Available data:
>> Start

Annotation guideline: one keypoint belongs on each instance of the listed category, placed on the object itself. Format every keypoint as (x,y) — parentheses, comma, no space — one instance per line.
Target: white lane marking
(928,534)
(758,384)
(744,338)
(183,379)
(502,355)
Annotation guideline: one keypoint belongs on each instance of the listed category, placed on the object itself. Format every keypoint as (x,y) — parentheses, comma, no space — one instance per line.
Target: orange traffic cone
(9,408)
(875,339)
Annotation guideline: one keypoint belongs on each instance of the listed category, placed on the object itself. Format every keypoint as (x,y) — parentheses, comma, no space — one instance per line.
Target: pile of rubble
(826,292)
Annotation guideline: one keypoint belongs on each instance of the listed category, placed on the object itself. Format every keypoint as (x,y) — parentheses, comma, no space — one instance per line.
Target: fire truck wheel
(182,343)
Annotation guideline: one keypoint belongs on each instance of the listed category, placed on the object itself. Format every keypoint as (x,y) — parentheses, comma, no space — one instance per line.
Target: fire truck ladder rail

>> End

Extract all of the data above without altering anything.

Written solution:
Annotation guideline: one keypoint belongs on each instance of the listed category, placed on the object itself. Format every keypoint as (x,y) — parentheses, comma, no space — one instance per line.
Target: white lane marking
(928,534)
(758,384)
(744,338)
(183,379)
(502,355)
Annotation guideline: one keypoint belongs on each instance of the listed category, placed on the object itself. Format every keypoint as (x,y) — parentheses, comma, no space — one instance per line.
Target: orange traffic cone
(9,408)
(875,339)
Annotation guideline: one keypoint belongs on each instance of the listed category, placed on the object itself. Format every keypoint as (x,y) — parentheses, comma, no space — one instance per line.
Target: pile of rubble
(826,292)
Annotation guideline: one keypoint belongs on each instance of the listed category, placed on the object itself. Format every keypoint as (x,y) — parentheses, comma, no space — one instance per line.
Target: fire truck wheel
(182,343)
Annotation guideline: one keypoint belongs on each instance of the listed category, placed on the object itself. Format every keypoint as (x,y) — parentheses, comma, no space — one instance per line.
Target: fire truck ladder rail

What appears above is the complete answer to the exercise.